*Text provided*.
— begin —

Anyone have the part number for a bottom bracket & chain ring removal tool for older schwinns?


----------



## bthoff (Oct 16, 2021)

Working on English bikes, the tool that has saved me the most aggravation is a really good cotter pin press.


----------



## oskisan (Oct 16, 2021)

pedal4416 said:


> Where most of the magic happens. I’m a Certified Mechanic who gave up working at bicycle shops after 25 years. Started small and I am always adding to my tools, it’s a never ending addiction! Not shown is the other toolboxes , metal/welding area and the other side of the two car garage is a wood shop.
> 
> View attachment 1472258




What is the park # on this tool and what does it do?


----------



## pedal4416 (Oct 17, 2021)

@oskisan Park # SS-1 Stay Straightener. For bent seat and chain stays.


----------



## vincev (Oct 17, 2021)

Good portable work stand like Park.


----------



## J-wagon (Oct 17, 2021)

I agree with all the above. Work stand or something to hang the bike makes wrenching bikes much easier. For budget I started off with rubber strap hanging from garage shelf. Useful as long as bike has saddle.


----------



## J-wagon (Oct 18, 2021)

Eventually I did buy a cheap workstand on a budget and the clamping for seat tube position quickly failed. But clamping for top tube is solid and I mostly work on boy's bikes anyways.


----------



## J-wagon (Oct 18, 2021)

On the occasion that I do need work on girl's bike, I just hang bike by rear triangle via sturdy scrap wood.


----------



## 49autocycledeluxe (Oct 18, 2021)

Stuck Stem Removal Tool.... also known as the Schwinn Razor Stem Destroyer Tool. 

Please use with caution.


----------



## J-wagon (Oct 18, 2021)

Wow. How do you use it. Like an extra long handlebar and twist until stem rotates? Or other technique?


----------



## 49autocycledeluxe (Oct 18, 2021)

— end —

*Recorded information*.

— begin —

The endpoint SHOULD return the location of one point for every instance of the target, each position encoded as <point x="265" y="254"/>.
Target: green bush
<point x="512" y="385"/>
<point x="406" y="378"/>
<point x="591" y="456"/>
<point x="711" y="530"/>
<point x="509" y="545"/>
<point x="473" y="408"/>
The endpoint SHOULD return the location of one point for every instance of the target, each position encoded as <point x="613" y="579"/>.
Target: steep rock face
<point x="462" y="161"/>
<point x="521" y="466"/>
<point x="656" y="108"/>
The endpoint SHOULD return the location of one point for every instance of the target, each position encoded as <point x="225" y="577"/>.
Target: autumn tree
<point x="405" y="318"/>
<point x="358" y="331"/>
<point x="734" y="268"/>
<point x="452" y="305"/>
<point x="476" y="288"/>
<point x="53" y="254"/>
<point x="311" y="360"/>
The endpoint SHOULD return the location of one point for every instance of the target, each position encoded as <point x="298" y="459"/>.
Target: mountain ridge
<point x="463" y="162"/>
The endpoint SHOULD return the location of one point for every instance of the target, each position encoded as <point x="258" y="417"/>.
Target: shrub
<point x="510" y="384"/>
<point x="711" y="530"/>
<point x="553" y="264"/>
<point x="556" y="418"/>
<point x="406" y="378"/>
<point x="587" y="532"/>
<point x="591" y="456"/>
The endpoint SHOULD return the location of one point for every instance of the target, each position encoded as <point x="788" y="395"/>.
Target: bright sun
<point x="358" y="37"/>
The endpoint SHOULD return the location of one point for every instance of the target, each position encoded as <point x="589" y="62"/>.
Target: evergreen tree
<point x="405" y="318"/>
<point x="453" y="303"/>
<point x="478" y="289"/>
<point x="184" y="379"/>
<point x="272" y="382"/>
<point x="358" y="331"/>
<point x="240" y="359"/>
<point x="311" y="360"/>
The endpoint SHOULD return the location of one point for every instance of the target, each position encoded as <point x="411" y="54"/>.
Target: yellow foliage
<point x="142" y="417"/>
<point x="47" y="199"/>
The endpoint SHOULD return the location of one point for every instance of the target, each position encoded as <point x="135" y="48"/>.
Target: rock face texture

— end —

*Problems to work on*.
1. Reproduce the part of the bicycle tool thread that begins at "Eventually I did" and ends after "boy's bikes anyways.".
2. Resume the forum thread on bicycle repair tools from its final line.

*Answers by task*.
1.
Eventually I did buy a cheap workstand on a budget and the clamping for seat tube position quickly failed. But clamping for top tube is solid and I mostly work on boy's bikes anyways.

2.
big piece of solid rod that fits in the average bicycle stem. I PB Blasted it. the rod is 2.5 feet (?) got the stem to spin in the fork and shimmied it up and out.


----------



## J-wagon (Oct 18, 2021)

Nice tool. Reminds me recently dealt with 22mm stem jammed far into 21 steerer. PB blasted, steel rod twisted it, rubber malleted until it moved out a little. Finally used 10lb sledge to gravity tap underside stem and it popped out after a few taps. (note: not the stem pictured). The stem was all good. I think that's the only time I used metal sledge, not including slide hammer, as a bike tool.


----------



## J-wagon (Oct 29, 2021)

I repair alot of curbside throwaway bikes and give them away. So bulk tire patches and large can of rubber cement is must have for me.


----------



## falconer (Oct 29, 2021)

All of the above and a Dremel too!


----------



## SKPC (Oct 30, 2021)

Interesting thoughts.  For me, the _basic _tools for most bikes would be. LARGE and small crescent wrenches. Open/closed end wrench set. Good screwdriver set.  Thin Pedal/cone wrenches.  Chain Breaker.  Cable cutter. Needle nose & Vice Grip pliers.  Dental pick.  Truing Stand & spoke wrenches. Tire levers. Good floor pump.  Propane Torch.  Fire extinguisher.   Surely I missed one...
Edit:  Hex head fastener set.


----------



## J-wagon (Oct 30, 2021)

Goggles. So me eyes not damaged by hundreds of tiny steel flying off dremel wire wheel


----------



## oskisan (Nov 9, 2021)

49autocycledeluxe said:


> Stuck Stem Removal Tool.... also known as the Schwinn Razor Stem Destroyer Tool.
> 
> Please use with caution.
> 
> View attachment 1498391



Ahh, fork in the vice and a solid bar... Good thinking. Where did you get the bar?


----------



## 49autocycledeluxe (Nov 9, 2021)

oskisan said:


> Ahh, fork in the vice and a solid bar... Good thinking. Where did you get the bar?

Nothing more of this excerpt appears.